### Supplied passage
>>>

• Uses a psExtra object to make a tree graph structure from the taxonomic table.

  • Then adds statistical results stored in "taxatree_stats" of psExtra data

  • You must use taxatree_models() first to generate statistical model results.

  • You can adjust p-values with taxatree_stats_p_adjust()

taxatree_plots(
  data,
  colour_stat = "estimate",
  palette = "Green-Brown",
  reverse_palette = FALSE,
  colour_lims = NULL,
  colour_oob = scales::oob_squish,
  colour_trans = "abs_sqrt",
  size_stat = list(prevalence = prev),
  node_size_range = c(1, 4),
  edge_width_range = node_size_range * 0.8,
  size_guide = "legend",
  size_trans = "identity",
  sig_stat = "p.value",
  sig_threshold = 0.05,
  sig_shape = "circle filled",
  sig_size = 0.75,
  sig_stroke = 0.75,
  sig_colour = "white",
  edge_alpha = 0.7,
  vars = "term",
  var_renamer = identity,
  title_size = 10,
  layout = "tree",
  layout_seed = NA,
  circular = identical(layout, "tree"),
  node_sort = NULL,
  add_circles = isTRUE(circular),
  drop_ranks = TRUE,
  l1 = if (palette == "Green-Brown") 10 else NULL,
  l2 = if (palette == "Green-Brown") 85 else NULL,
  colour_na = "grey35"
)

Arguments

data

psExtra with taxatree_stats, e.g. output of taxatree_models2stats()

colour_stat

name of variable to scale colour/fill of nodes and edges

palette

diverging hcl colour palette name from colorspace::hcl_palettes("diverging")

reverse_palette

reverse direction of colour palette?

colour_lims

limits of colour and fill scale, NULL will infer lims from range of all data

colour_oob

scales function to handle colour_stat values outside of colour_lims (default simply squishes "out of bounds" values into the given range)

colour_trans

name of transformation for colour scale: default is "abs_sqrt", the square-root of absolute values, but you can use the name of any transformer from the scales package, such as "identity" or "exp"

size_stat

named list of length 1, giving function calculated for each taxon, to determine the size of nodes (and edges). Name used as size legend title.

node_size_range

min and max node sizes, decrease to avoid node overlap

edge_width_range

min and max edge widths

size_guide

guide for node sizes, try "none", "legend" or ggplot2::guide_legend()

<<<

### Dataset excerpts
>>>

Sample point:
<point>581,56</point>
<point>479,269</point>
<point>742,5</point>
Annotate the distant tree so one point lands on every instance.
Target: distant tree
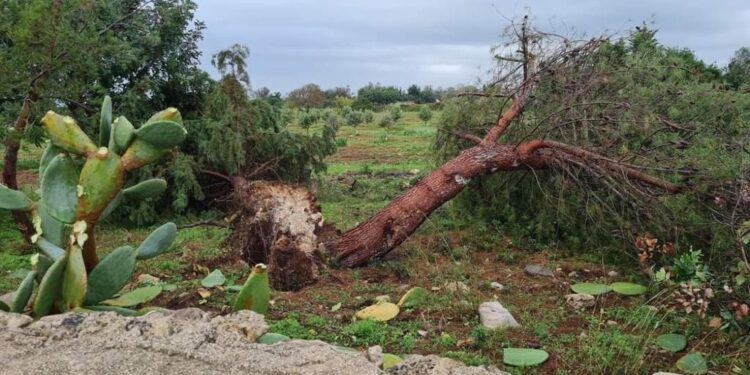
<point>738,71</point>
<point>354,118</point>
<point>233,62</point>
<point>420,95</point>
<point>386,122</point>
<point>341,102</point>
<point>307,96</point>
<point>308,118</point>
<point>263,92</point>
<point>372,96</point>
<point>368,116</point>
<point>335,93</point>
<point>425,114</point>
<point>414,93</point>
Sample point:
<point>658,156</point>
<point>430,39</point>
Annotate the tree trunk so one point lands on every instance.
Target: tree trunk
<point>279,225</point>
<point>12,146</point>
<point>395,223</point>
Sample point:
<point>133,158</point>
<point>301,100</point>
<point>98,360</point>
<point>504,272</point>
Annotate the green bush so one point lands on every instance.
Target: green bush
<point>643,103</point>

<<<

### What you need to do
A. Answer these about the taxatree_plots documentation:
(i) Which function has to be run first to generate the statistical model results?
(ii) What default value does the usage give for sig_threshold?
(iii) What does the default colour_trans setting, "abs_sqrt", compute?
B. Resume the taxatree_plots documentation after the size_guide entry, keeping its layout of argument names and descriptions.
The rows aren't needed for anything here.

### Responses for each task
A.
(i) taxatree_models()
(ii) 0.05
(iii) The square-root of absolute values

B.
size_trans

transformation for size scale you can use (the name of) any transformer from the scales package, such as "identity", "log1p", or "sqrt"

sig_stat

name of variable indicating statistical significance

sig_threshold

value of sig_stat variable indicating statistical significance (below this)

sig_shape

fixed shape for significance marker

sig_size

fixed size for significance marker

sig_stroke

fixed stroke width for significance marker

sig_colour

fixed colour for significance marker (used as fill for filled shapes)

edge_alpha

fixed alpha value for edges

vars

name of column indicating terms in models (one plot made per term)

var_renamer

function to rename variables for plot titles

title_size

font size of title

layout

any ggraph layout, default is "tree"

layout_seed

any numeric, required if a stochastic igraph layout is named

circular

should the layout be circular?

node_sort

sort nodes by "increasing" or "decreasing" size? NULL for no sorting. Use tax_sort() before taxatree_plots() for finer control.

add_circles

add faint concentric circles to plot, behind each rank?

drop_ranks

drop ranks from tree if not included in stats dataframe

l1

Luminance value at the scale endpoints, NULL for palette's default

l2

Luminance value at the scale midpoint, NULL for palette's default

colour_na

colour for NA values in tree. (if unused ranks are not dropped, they will have NA values for colour_stat)

Value

list of ggraph ggplots

Details

taxatree_plotkey plots same layout as taxatree_plots, but in a fixed colour

See website article for more examples of use: https://david-barnett.github.io/microViz/articles/web-only/modelling-taxa.html

Uses ggraph, see help for main underlying graphing function with ?ggraph::ggraph

It is possible to provide multiple significance markers for multiple thresholds, by passing vectors to the sig_shape, sig_threshold, etc. arguments. It is critically important that the thresholds are provided in decreasing order of severity, e.g. sig_threshold = c(0.001, 0.01, 0.1) and you must provide a shape value for each of them.

See also

taxatree_models() to calculate statistical models for each taxon

taxatree_plotkey() to plot the corresponding labelled key

taxatree_plot_labels() and taxatree_label() to add labels

taxatree_stats_p_adjust() to adjust p-values

Examples

# Limited examples, see website article for more

library(dplyr)
library(ggplot2)

data(dietswap, package = "microbiome")
ps <- dietswap

# create some binary variables for easy visualisation
ps <- ps %>% ps_mutate(
  female = if_else(sex == "female", 1, 0, NaN),
  african = if_else(nationality == "AFR", 1, 0, NaN)
)

# This example dataset has some taxa with the same name for phylum and family...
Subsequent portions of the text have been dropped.